**AIM OF THE EXERCISE**
Below are some records; repeat them all exactly, minus the pictures.

* Start RECORDS SUPPLIED *

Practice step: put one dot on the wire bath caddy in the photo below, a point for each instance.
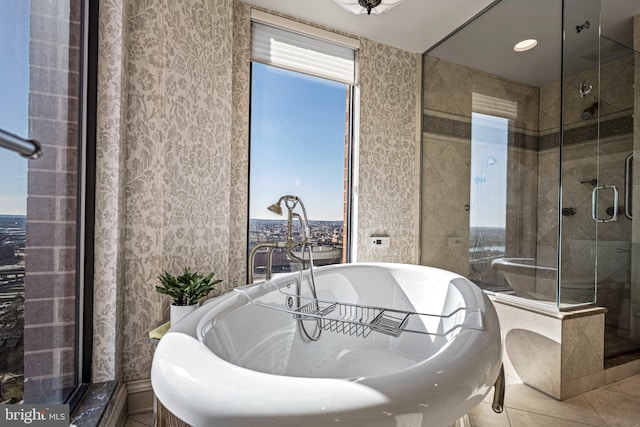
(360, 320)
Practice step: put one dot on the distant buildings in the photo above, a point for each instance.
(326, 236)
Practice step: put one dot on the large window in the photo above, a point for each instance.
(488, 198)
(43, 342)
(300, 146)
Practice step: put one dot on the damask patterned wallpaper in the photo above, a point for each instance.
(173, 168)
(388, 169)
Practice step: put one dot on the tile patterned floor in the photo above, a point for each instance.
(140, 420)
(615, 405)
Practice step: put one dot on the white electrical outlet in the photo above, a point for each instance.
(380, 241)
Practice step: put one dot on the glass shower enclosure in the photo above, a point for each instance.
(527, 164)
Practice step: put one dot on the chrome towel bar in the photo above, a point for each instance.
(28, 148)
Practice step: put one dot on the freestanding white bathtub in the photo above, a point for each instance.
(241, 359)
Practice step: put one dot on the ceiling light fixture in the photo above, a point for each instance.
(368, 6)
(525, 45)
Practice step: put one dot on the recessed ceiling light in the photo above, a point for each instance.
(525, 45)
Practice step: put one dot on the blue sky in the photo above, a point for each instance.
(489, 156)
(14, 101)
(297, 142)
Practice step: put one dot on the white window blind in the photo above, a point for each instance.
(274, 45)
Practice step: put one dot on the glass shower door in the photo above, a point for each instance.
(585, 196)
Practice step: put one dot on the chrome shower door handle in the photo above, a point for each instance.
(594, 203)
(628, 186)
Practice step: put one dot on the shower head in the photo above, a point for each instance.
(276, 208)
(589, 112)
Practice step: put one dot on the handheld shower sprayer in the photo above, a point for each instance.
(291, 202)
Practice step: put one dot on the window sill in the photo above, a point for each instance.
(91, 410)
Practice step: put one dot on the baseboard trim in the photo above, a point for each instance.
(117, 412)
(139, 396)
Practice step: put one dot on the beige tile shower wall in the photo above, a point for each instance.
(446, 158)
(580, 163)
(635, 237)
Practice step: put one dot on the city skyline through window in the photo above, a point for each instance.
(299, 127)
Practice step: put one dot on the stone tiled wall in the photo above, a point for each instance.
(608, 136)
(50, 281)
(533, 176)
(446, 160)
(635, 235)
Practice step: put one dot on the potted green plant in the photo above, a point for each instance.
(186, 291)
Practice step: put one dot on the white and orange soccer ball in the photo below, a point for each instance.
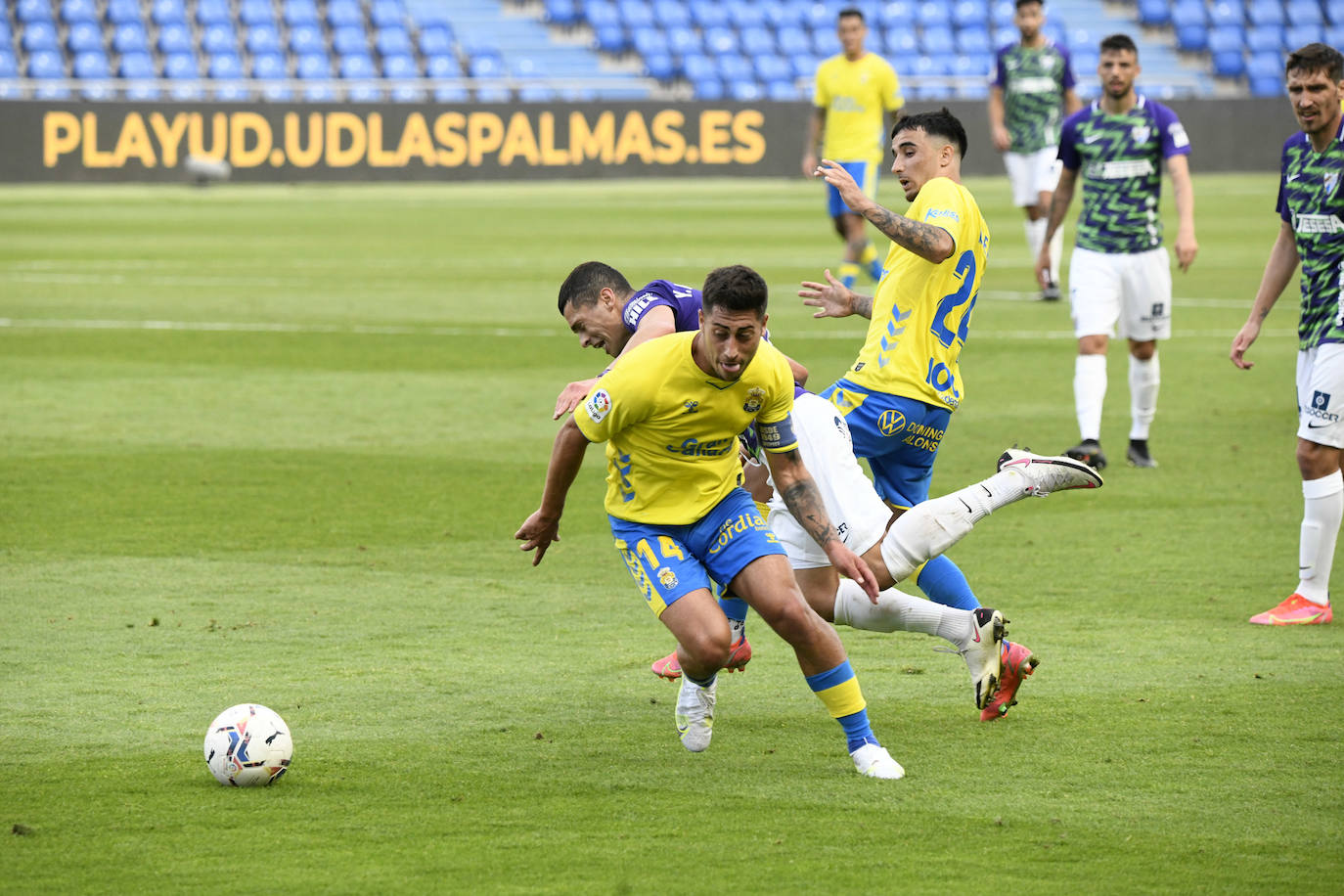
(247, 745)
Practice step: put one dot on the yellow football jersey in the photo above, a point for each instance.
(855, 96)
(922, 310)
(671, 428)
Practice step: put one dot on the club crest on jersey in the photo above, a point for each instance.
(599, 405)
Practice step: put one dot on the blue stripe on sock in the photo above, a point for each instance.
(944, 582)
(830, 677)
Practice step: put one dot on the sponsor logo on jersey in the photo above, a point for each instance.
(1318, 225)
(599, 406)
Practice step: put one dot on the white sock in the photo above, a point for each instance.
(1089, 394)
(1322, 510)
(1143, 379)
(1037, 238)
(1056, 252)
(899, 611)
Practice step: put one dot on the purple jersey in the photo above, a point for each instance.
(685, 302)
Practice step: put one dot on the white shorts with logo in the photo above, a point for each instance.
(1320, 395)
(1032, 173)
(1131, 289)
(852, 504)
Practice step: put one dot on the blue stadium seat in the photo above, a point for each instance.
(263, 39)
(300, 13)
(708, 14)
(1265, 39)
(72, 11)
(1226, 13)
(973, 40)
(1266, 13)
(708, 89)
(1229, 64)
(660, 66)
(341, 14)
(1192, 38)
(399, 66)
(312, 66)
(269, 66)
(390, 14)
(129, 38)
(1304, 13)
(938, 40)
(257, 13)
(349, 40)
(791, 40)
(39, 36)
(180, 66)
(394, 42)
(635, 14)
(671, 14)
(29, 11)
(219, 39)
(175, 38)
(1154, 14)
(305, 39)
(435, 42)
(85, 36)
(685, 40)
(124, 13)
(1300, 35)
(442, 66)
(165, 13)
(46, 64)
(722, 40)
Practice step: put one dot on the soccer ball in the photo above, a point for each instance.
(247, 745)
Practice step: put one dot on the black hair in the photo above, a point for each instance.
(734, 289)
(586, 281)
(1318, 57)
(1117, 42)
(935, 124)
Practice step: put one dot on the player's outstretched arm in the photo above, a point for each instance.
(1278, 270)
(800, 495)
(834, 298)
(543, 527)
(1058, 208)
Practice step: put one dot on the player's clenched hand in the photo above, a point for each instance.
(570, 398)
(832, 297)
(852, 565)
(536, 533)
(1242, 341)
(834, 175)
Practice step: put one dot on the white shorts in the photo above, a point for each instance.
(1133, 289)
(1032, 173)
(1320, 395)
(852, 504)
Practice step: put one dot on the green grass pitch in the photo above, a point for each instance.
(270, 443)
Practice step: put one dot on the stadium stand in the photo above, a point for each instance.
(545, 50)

* End RECORDS SUPPLIED *

**THE REPLY**
Practice step: put one dot on the wire bath caddy in the photo below, a point for each instance.
(360, 320)
Practice step: put one dot on the distant buildings in the photo above, a point for each instance.
(326, 236)
Practice step: put one dot on the large window in the photo above, a point for each instance.
(488, 198)
(43, 342)
(300, 146)
Practice step: put one dot on the damask patterned wallpaper in the photo above, a point for each instance.
(173, 168)
(388, 169)
Practice step: put one dot on the tile patterned floor in the photo above, a point for each instance.
(140, 420)
(615, 405)
Practice step: put one dot on the white electrical outlet in the photo above, a point for each instance.
(380, 241)
Practice step: put one dot on the glass shower enclosure in the photo above, a point for each instance.
(527, 164)
Practice step: put one dot on the chrome towel bar in the photo above, a point for each instance.
(28, 148)
Practice step: put one dot on the freestanding white bathtub in the photo above, a point for each instance.
(241, 359)
Practice step: put one dot on the ceiling light fixture in the photo above, a point for each instance.
(368, 6)
(525, 45)
Practice step: put one dot on the recessed ceiling light in the photo above, a point for each instance.
(525, 45)
Practice step: put one dot on the blue sky in the photo above, a point for each instance.
(489, 156)
(14, 101)
(297, 142)
Practice step: put one dot on the white window blind in the photo above, a point for each instance.
(274, 45)
Practice step: put one dot on the glass shower door in the photo above, a point for each instance.
(585, 196)
Practice step: put one dot on the chrome shower door handle in the photo above, a point for each instance.
(594, 203)
(628, 186)
Practice step: put one dot on the shower head in the photo above, a point for each instance.
(276, 208)
(589, 112)
Practice step: put one dot on the handheld shower sprayer in the photo above, a point for each instance.
(291, 202)
Practice step: put one dot on the window sill in the photo above, a point for each instance.
(91, 410)
Practice step: put one dot on the baseboard trim in the photo above, a point for each instance.
(117, 412)
(139, 396)
Practice step: put one dot on the beige tile shower wall in the photo above, a point for each instance.
(446, 158)
(580, 163)
(635, 237)
Practice step: put one dot on the city skyline through window in the photo above, a point for each instance.
(299, 127)
Practice step: put one dot on the stone tiled wall in the photo above, a point for each instance.
(608, 136)
(50, 281)
(533, 176)
(446, 160)
(635, 235)
Practice step: put one dot on the potted green plant in the photo above, a point for each instance.
(186, 291)
Practice step: put one dot on the white and orange soccer ball in the photo below, a point for each instance.
(247, 745)
Practice step: put one dot on the yellow football jersey in the photo above, a point for each instance.
(855, 96)
(922, 310)
(671, 428)
Practice step: put one dot on the club crest on jersey in the photo above, a point for each instance.
(599, 405)
Practice step: put one dot on the blue stripe on sock in the photo above, a point for each instance.
(944, 582)
(830, 677)
Practice step: put one dot on the sponsor logo on jersey in the photo above, a point for each instance.
(1318, 225)
(599, 406)
Practice step: put one dot on the white sock in the photo above, a point for each instance.
(1089, 394)
(1322, 510)
(1143, 379)
(1037, 238)
(1056, 252)
(899, 611)
Practice step: put one dot on the purple jersey in the photo above, a point for each instance.
(685, 302)
Practice step: put one dot on the white shorts with logo in the photo above, a point for each instance.
(1320, 395)
(1032, 173)
(1131, 289)
(852, 504)
Practice step: put one dot on the blue stadium seat in the photo above, a point for each instance.
(263, 39)
(300, 13)
(708, 14)
(1265, 39)
(72, 11)
(1226, 13)
(973, 40)
(1266, 13)
(708, 89)
(1229, 64)
(660, 66)
(341, 14)
(1192, 38)
(399, 66)
(312, 66)
(269, 66)
(390, 14)
(129, 38)
(1304, 13)
(938, 40)
(257, 13)
(349, 40)
(791, 40)
(39, 36)
(180, 66)
(394, 42)
(635, 14)
(671, 14)
(29, 11)
(219, 39)
(175, 38)
(1154, 14)
(305, 39)
(435, 42)
(85, 36)
(685, 40)
(124, 13)
(1300, 35)
(442, 66)
(165, 13)
(46, 64)
(722, 40)
Practice step: put one dot on the soccer ball in the photo above, a point for each instance.
(247, 745)
Practice step: put one dot on the black hair in the photo above, a point for each instance.
(734, 289)
(586, 281)
(1318, 57)
(1117, 42)
(935, 124)
Practice step: put one dot on the player's outstretched arm in the photo above, a point for each instance.
(1278, 270)
(800, 495)
(834, 298)
(543, 527)
(1058, 208)
Practice step: put one dot on the player's clenched hand in the photo above, a point for each instance.
(570, 398)
(832, 297)
(852, 565)
(536, 533)
(1242, 341)
(834, 175)
Practice step: put one dot on the white shorts in the photo above, a point for each instance.
(1133, 289)
(1032, 173)
(1320, 395)
(852, 504)
Practice step: put one dot on the green grass pitch in the photo above, a point for each instance.
(270, 443)
Practice step: put one dot on the stadium stand in the photo above, a point for each instance.
(545, 50)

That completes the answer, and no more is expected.